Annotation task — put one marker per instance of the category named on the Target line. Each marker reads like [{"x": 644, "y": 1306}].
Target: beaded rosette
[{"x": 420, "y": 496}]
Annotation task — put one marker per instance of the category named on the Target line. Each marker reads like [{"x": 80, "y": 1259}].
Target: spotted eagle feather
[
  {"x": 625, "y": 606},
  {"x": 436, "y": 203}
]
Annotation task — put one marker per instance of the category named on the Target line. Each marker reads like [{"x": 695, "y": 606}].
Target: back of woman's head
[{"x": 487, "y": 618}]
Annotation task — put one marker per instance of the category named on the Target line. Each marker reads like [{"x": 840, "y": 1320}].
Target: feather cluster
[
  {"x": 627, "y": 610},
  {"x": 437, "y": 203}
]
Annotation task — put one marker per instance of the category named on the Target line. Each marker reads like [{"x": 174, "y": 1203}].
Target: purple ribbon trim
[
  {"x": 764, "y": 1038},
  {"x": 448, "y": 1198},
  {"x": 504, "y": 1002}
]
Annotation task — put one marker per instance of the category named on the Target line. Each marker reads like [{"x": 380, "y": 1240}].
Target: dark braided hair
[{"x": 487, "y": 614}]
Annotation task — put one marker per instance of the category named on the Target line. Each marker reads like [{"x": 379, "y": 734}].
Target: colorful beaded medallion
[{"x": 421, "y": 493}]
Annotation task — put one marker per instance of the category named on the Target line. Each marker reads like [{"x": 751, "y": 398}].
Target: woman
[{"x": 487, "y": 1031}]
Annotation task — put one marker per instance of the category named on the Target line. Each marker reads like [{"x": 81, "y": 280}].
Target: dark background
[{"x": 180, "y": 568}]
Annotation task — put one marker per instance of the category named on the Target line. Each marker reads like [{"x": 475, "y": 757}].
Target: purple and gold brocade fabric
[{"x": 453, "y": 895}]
########
● **Task brief**:
Restate the final lines of the listing above word for word, beginning at the line that contains "Target: colorful beaded medallion".

● **Task output**:
Target: colorful beaded medallion
[{"x": 421, "y": 493}]
Annotation task — put one marker per instance of the category named on the Target line. Each marker reads like [{"x": 751, "y": 398}].
Target: woman
[{"x": 487, "y": 1031}]
Annotation task — put one marker per instance of the category named on the Target line. Each marker reads like [{"x": 81, "y": 280}].
Target: dark background
[{"x": 180, "y": 568}]
Annotation task — put one marker per instance of the category named on the Target line. Each marker reads like [{"x": 475, "y": 757}].
Target: purple and gold brocade fabric
[{"x": 453, "y": 895}]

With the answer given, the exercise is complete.